Selected excerpt.

- - - -

Showing posts with label Jon Hamm. Show all posts
Showing posts with label Jon Hamm. Show all posts

Wednesday, June 14, 2023

Maggie Moore(s)

Anyone who happens to be named “Maggie Moore” will probably get some ribbing over this film during the next few days. Fortunately for them, it will then be largely forgotten. In the movie, two unfortunate women with that name happen to get murdered days apart. Like viewers, Police Chief Jordan Sanders believes it is too coincidental to be a coincidence in John Slattery’s Maggie Moore(s), which releases this Friday in theaters and on VOD.

The first Maggie Moore we see die is actually Maggie Moore #2, in the awkward and unnecessary in media res prologue, before Slattery shows us Maggie Moore #1. She had the great misfortune to discover her husband Jay has unknowingly traded manila envelopes full of explicit under-age sexual material to Tommy T, in exchange for expired food to serve at his failing sub shop (maybe “Jared from Subway” is a customer). Right off the bat, you might have an inkling Slattery and screenwriter Paul Bernbaum have trouble finding the right vibe for their extremely dark material.

Even though Jay Moore apparently did not know what he was passing along, Maggie Moore #1 still understandably freaks, so Tommy T puts him in touch with Kosco, a deaf hired thug, to “handle” her. To Jay M’s partial “surprise,” he handles her permanently. Through a mildly odd chain of events, the newly widowed Moore happens to know there is another Maggie Moore in town, which gets him thinking. That will mean more work for Sanders, but at least this case introduces him to Maggie Moore #1’s next-door-neighbor, Rita Grace. She is a nosy divorcee. He is a sensitive widower. They could be perfect together, if neither of them sabotages it—but that’s unlikely.

- - - -

Entries.
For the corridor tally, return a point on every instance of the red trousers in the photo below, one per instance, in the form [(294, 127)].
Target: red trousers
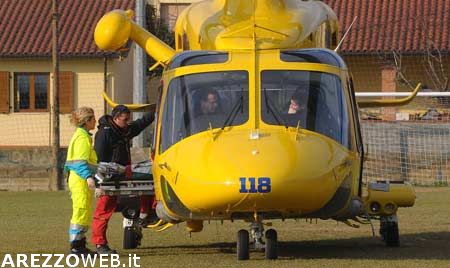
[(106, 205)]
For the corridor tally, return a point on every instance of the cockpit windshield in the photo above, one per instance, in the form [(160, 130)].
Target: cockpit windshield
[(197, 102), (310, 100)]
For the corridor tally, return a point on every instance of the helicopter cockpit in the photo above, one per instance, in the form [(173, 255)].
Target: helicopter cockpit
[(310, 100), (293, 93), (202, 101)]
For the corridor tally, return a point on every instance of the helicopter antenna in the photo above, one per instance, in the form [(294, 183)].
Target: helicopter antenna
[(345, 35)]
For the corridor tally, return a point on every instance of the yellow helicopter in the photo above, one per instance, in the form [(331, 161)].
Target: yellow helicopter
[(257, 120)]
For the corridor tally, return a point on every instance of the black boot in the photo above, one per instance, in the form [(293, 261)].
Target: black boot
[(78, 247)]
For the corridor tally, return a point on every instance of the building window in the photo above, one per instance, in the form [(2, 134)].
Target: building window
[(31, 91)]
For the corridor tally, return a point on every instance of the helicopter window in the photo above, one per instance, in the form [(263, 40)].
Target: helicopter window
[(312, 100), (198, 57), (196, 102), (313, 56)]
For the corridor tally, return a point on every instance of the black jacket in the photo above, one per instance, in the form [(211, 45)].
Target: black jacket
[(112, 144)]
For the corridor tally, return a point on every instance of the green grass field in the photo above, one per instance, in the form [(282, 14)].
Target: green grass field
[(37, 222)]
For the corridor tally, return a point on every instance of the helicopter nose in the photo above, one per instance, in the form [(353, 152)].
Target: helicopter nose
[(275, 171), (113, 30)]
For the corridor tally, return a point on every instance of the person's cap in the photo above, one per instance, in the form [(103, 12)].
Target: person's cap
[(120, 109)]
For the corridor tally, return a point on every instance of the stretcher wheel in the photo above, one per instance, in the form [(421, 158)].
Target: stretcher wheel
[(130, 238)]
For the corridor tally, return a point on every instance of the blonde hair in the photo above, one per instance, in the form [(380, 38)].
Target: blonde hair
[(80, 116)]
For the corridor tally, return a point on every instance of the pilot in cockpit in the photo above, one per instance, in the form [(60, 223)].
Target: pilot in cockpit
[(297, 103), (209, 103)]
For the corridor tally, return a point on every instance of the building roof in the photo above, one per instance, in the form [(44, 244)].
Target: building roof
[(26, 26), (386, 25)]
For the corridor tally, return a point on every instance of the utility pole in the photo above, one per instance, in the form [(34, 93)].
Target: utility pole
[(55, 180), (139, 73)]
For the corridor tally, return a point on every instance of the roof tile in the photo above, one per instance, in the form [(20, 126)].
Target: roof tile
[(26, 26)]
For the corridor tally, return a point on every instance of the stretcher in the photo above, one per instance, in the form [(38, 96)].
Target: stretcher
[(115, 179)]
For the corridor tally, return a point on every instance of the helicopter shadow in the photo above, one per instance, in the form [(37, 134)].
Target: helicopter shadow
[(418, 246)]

- - - -

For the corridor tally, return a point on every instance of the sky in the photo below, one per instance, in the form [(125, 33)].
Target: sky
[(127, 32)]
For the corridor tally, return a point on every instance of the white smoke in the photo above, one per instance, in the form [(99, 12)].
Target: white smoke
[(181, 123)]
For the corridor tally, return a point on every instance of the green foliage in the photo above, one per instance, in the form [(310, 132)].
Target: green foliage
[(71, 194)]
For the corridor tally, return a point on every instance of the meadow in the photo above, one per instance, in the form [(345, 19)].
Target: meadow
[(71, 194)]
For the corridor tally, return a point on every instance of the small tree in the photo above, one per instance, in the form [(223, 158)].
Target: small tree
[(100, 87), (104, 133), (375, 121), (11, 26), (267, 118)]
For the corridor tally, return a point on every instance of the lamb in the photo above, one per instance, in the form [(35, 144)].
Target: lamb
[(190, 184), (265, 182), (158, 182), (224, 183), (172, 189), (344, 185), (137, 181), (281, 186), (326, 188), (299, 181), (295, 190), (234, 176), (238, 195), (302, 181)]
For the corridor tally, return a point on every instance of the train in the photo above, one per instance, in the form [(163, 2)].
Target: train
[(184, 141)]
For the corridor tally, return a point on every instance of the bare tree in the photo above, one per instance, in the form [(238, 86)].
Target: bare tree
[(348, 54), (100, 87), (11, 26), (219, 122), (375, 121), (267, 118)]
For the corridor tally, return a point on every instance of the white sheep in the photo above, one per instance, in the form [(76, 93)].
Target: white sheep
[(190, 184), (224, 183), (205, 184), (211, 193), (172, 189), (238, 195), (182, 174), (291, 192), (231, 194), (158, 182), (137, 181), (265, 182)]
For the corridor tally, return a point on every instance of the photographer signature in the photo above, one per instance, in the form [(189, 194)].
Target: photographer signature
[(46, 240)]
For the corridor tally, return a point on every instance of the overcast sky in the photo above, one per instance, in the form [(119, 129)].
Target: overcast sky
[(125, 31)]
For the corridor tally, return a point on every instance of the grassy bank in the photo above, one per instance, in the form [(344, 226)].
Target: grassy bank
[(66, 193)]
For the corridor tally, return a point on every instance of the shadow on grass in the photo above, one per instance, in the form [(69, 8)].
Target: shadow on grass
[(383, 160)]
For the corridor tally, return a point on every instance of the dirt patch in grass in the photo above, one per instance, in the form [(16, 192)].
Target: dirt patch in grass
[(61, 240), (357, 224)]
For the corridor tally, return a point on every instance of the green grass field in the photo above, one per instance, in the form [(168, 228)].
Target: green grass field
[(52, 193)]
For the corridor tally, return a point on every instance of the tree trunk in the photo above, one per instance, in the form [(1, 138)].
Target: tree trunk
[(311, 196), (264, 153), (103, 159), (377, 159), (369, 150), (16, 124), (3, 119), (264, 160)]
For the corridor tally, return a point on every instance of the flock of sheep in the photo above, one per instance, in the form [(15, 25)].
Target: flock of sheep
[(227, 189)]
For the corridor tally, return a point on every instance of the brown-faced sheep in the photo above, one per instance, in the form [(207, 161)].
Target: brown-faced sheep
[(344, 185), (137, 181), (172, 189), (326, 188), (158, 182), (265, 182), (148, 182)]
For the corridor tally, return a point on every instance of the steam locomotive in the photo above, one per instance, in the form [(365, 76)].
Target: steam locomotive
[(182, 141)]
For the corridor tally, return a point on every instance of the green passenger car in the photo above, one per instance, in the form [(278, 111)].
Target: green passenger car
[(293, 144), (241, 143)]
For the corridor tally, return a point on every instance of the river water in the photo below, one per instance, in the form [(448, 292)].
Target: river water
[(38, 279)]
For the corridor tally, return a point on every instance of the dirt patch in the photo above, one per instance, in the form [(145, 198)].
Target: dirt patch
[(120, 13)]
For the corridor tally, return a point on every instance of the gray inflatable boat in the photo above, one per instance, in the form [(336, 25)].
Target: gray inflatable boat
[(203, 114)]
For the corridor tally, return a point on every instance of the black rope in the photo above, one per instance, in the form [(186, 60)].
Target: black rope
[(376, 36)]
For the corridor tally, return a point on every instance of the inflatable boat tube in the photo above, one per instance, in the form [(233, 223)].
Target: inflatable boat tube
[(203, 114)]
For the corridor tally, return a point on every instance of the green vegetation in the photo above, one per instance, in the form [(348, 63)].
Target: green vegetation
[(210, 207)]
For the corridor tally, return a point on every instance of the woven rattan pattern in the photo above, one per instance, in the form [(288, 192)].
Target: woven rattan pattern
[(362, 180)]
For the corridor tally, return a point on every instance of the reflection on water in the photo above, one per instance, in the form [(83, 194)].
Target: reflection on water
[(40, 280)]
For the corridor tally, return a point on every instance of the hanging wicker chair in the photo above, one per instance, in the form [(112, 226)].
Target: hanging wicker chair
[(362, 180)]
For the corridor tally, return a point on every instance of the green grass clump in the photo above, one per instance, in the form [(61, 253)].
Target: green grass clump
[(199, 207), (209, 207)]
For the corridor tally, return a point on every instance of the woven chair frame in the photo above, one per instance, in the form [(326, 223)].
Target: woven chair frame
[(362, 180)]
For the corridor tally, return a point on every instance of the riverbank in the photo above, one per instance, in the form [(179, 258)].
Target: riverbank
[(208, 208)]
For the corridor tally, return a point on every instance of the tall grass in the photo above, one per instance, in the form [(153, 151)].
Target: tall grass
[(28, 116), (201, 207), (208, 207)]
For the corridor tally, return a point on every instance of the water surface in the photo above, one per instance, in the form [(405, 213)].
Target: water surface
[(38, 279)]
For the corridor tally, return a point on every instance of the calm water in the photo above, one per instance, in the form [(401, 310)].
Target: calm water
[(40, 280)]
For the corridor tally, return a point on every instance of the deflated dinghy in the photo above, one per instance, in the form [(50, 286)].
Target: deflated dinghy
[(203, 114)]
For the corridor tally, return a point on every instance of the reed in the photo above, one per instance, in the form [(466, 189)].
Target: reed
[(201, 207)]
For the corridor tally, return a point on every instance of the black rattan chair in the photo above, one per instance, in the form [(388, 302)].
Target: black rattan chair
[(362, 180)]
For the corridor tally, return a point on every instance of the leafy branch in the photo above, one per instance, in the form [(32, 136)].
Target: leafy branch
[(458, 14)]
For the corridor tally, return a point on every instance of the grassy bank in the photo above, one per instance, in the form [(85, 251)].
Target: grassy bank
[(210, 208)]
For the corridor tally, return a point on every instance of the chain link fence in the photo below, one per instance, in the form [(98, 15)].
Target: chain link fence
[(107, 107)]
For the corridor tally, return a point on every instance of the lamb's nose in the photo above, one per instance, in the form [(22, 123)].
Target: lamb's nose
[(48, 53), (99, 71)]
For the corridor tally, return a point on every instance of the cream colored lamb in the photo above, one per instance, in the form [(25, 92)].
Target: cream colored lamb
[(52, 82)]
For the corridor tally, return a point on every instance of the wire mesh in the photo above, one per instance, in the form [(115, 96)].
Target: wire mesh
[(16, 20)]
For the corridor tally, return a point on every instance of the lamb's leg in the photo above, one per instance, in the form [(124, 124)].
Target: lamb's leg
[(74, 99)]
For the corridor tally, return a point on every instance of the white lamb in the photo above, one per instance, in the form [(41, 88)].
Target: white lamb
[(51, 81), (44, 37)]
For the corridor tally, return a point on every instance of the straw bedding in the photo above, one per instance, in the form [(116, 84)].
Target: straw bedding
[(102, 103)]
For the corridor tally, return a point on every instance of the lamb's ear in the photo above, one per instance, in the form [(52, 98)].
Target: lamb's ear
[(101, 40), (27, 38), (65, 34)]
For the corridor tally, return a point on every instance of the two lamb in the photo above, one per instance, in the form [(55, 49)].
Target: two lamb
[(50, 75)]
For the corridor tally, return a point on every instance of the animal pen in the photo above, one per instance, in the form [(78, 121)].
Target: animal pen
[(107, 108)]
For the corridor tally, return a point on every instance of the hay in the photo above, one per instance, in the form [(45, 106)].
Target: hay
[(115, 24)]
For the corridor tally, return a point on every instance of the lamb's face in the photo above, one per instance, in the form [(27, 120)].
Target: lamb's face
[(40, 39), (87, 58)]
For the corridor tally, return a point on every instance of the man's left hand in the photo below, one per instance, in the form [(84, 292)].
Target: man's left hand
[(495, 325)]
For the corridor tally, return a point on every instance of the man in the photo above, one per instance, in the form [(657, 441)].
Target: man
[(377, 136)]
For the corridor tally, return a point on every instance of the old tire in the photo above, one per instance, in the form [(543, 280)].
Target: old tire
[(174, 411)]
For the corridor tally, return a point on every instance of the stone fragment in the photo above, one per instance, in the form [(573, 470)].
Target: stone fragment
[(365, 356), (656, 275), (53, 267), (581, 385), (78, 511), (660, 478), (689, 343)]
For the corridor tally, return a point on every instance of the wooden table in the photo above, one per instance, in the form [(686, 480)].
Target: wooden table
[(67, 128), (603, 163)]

- - - -

Task set.
1: Could you repeat the passage of the Maggie Moore(s) review from "Anyone who happens" up to and including "and on VOD."?
2: Answer these questions using the Maggie Moore(s) review:
(a) Who directed the film?
(b) Who wrote the screenplay?
(c) What is the name of Maggie Moore #1's next-door neighbor?

Responses by task.
1:
Anyone who happens to be named “Maggie Moore” will probably get some ribbing over this film during the next few days. Fortunately for them, it will then be largely forgotten. In the movie, two unfortunate women with that name happen to get murdered days apart. Like viewers, Police Chief Jordan Sanders believes it is too coincidental to be a coincidence in John Slattery’s Maggie Moore(s), which releases this Friday in theaters and on VOD.

2:
(a) John Slattery
(b) Paul Bernbaum
(c) Rita Grace